§ MATERIAL SHOWN:
-- Opening Marker --
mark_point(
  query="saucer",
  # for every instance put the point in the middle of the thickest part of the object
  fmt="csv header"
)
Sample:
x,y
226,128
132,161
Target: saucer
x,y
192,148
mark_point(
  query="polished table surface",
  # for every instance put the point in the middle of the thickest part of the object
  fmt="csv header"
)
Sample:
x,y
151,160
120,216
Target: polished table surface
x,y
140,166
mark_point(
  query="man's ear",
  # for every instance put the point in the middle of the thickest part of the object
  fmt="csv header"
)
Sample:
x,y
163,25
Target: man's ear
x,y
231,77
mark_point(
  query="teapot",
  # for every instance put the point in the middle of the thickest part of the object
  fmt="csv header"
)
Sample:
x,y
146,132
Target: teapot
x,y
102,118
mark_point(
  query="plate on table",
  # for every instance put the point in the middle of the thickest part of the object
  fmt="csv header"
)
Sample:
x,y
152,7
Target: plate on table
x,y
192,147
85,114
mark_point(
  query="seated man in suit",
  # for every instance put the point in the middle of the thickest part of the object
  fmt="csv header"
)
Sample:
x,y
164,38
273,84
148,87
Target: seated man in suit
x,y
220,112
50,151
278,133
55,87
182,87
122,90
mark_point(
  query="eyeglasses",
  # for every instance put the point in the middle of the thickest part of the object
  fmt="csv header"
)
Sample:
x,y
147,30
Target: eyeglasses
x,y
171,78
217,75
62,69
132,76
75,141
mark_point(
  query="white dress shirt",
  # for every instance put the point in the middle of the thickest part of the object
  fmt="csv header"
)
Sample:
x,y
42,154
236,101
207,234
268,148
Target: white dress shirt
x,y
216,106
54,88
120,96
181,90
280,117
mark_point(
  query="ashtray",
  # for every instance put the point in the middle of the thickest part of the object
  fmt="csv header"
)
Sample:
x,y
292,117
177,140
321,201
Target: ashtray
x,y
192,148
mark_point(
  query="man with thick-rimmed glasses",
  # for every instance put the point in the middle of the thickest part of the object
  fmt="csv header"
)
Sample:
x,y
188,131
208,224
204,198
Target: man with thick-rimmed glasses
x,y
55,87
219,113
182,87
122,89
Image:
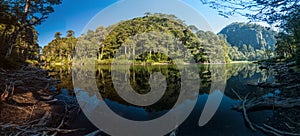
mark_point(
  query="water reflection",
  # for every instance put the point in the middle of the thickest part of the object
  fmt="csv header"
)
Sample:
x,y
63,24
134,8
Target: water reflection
x,y
236,76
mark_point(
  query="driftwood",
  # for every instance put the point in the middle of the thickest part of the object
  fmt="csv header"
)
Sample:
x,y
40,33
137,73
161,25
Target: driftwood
x,y
265,128
39,126
8,92
245,110
268,102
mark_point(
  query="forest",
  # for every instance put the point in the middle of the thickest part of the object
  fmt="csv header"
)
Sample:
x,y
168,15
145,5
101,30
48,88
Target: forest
x,y
164,35
259,67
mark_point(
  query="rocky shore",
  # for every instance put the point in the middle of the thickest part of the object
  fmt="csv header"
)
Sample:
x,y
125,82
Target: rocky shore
x,y
29,105
284,101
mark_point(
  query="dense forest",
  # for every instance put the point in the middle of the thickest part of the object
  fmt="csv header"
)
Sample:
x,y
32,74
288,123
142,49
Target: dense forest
x,y
161,32
236,42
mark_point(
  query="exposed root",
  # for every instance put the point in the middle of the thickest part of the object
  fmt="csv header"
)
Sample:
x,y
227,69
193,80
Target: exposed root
x,y
265,128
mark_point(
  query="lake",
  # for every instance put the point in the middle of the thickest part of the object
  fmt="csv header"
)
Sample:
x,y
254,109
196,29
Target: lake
x,y
209,81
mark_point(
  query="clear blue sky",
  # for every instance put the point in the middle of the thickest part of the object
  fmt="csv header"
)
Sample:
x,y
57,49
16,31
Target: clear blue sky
x,y
79,15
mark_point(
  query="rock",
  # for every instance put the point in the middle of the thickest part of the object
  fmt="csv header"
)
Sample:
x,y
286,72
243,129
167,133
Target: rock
x,y
293,86
264,67
19,83
291,64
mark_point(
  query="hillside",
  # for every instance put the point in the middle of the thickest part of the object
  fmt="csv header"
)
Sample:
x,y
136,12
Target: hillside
x,y
259,37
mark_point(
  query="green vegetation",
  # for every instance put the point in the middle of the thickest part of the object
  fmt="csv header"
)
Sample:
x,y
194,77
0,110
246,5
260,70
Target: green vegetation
x,y
61,49
284,14
160,38
240,34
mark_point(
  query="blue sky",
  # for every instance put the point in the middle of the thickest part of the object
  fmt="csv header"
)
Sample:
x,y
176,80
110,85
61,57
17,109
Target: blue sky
x,y
80,15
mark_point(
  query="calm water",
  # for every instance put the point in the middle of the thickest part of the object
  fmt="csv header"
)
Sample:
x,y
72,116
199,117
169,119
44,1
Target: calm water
x,y
212,79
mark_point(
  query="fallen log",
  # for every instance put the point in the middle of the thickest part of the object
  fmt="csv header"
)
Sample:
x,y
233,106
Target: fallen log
x,y
269,102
-- Closing Marker --
§ TO DO: Omit the pictures; print the records above exactly.

§ SOLUTION BELOW:
mark_point(
  query="saucer",
  # for every instance put the point in the middle of the thickest part of the object
  fmt="csv header"
)
Sample:
x,y
226,128
132,161
Target: saucer
x,y
192,148
mark_point(
  query="polished table surface",
  # for every instance put the point in the middle of the thickest part of the object
  fmt="csv header"
)
Sample:
x,y
151,160
120,216
Target: polished table surface
x,y
140,166
mark_point(
  query="man's ear",
  # for every instance put the point in the middle of the thickest part of the object
  fmt="csv header"
)
Sample:
x,y
163,25
Target: man's ear
x,y
231,77
mark_point(
  query="teapot",
  # for every instance put the point in the middle of the thickest part of the object
  fmt="csv header"
)
Sample:
x,y
146,132
Target: teapot
x,y
102,118
mark_point(
  query="plate on table",
  # for every instance put the point in the middle of the thickest part of the object
  fmt="csv header"
)
Sample:
x,y
152,7
Target: plate on table
x,y
192,147
85,114
mark_point(
  query="seated man in suit",
  # for every instance put the point in the middle of the thickest part of the object
  fmt="csv header"
)
Sample:
x,y
164,38
273,84
148,87
Target: seated man in suit
x,y
220,112
50,151
278,133
55,87
182,87
122,90
mark_point(
  query="eyeglasses",
  # for every instance put the point in the middle of the thickest part of the object
  fmt="csv header"
)
Sample:
x,y
147,30
Target: eyeglasses
x,y
171,78
217,75
62,69
132,76
75,141
mark_point(
  query="white dress shirt",
  # for every instance put the point in the middle of the thickest part of the object
  fmt="csv header"
)
Sample:
x,y
42,154
236,101
207,234
268,148
Target: white dress shirt
x,y
216,106
54,88
120,96
181,90
280,117
mark_point(
  query="ashtray",
  # for every instance put the point in the middle of the thickest part of the object
  fmt="csv header"
)
Sample:
x,y
292,117
177,140
321,201
Target: ashtray
x,y
192,148
mark_point(
  query="man with thick-rimmed glasses",
  # for every instance put the point in the middle of the thickest part of the object
  fmt="csv header"
)
Sample:
x,y
188,131
208,224
204,198
Target: man with thick-rimmed glasses
x,y
55,87
219,113
182,87
122,89
Image:
mark_point(
  query="water reflection",
  # for every instance put the point in the middle of the thickest part of the object
  fmt="csv header"
)
Sample:
x,y
63,24
134,8
Target: water reflection
x,y
236,76
mark_point(
  query="driftwood",
  # for every instance put the point in the middle of the thickest part of the object
  fmt="csv header"
)
Sample:
x,y
40,33
137,73
161,25
Target: driftwood
x,y
265,128
39,126
8,92
245,110
268,102
mark_point(
  query="forest",
  # for every instance put the point in the middle of the thickest part of the object
  fmt="csv header"
)
Sample:
x,y
168,15
145,5
101,30
48,88
Target: forest
x,y
164,35
259,67
mark_point(
  query="rocky shore",
  # for every instance put the point in the middle of the thickest part of the object
  fmt="csv header"
)
Sample:
x,y
125,82
Target: rocky shore
x,y
29,105
284,101
mark_point(
  query="dense forest",
  # for every instance put the point in the middle of the thickest part of the object
  fmt="csv header"
)
Sample:
x,y
32,74
288,123
142,49
Target: dense forest
x,y
161,32
236,42
mark_point(
  query="exposed root",
  # for every instance put the point in the middle of the thickest part of the object
  fmt="csv header"
)
Sample:
x,y
227,69
193,80
Target: exposed root
x,y
265,128
mark_point(
  query="lake",
  # for every instance put the point in the middle of the thickest part of the object
  fmt="csv header"
)
Sample:
x,y
254,109
196,29
Target: lake
x,y
209,81
mark_point(
  query="clear blue sky",
  # for every instance put the point in the middle of the thickest part of the object
  fmt="csv header"
)
Sample:
x,y
57,49
16,31
Target: clear blue sky
x,y
79,15
mark_point(
  query="rock",
  # for every instance put the point in the middle of the thickest part of the object
  fmt="csv header"
)
Sample:
x,y
286,72
243,129
167,133
Target: rock
x,y
293,86
264,67
19,83
291,64
mark_point(
  query="hillside",
  # for every instance put the point in the middle of the thickest part of the object
  fmt="csv header"
)
Sample:
x,y
136,12
Target: hillside
x,y
259,37
mark_point(
  query="green vegetation",
  # for every instance put the point in the middle of the thickest part of the object
  fmt="csv header"
)
Sample:
x,y
194,77
0,110
246,5
260,70
Target: green vegetation
x,y
61,49
284,14
160,38
240,34
mark_point(
  query="blue sky",
  # for every instance put the point in the middle of the thickest part of the object
  fmt="csv header"
)
Sample:
x,y
176,80
110,85
61,57
17,109
Target: blue sky
x,y
80,15
mark_point(
  query="calm water",
  # for every instance put the point in the middle of the thickest part of the object
  fmt="csv header"
)
Sample:
x,y
72,116
199,117
169,119
44,1
Target: calm water
x,y
212,79
mark_point(
  query="fallen log",
  # for every instance put the point in the middle of the thickest part of the object
  fmt="csv header"
)
Sample:
x,y
233,106
Target: fallen log
x,y
269,102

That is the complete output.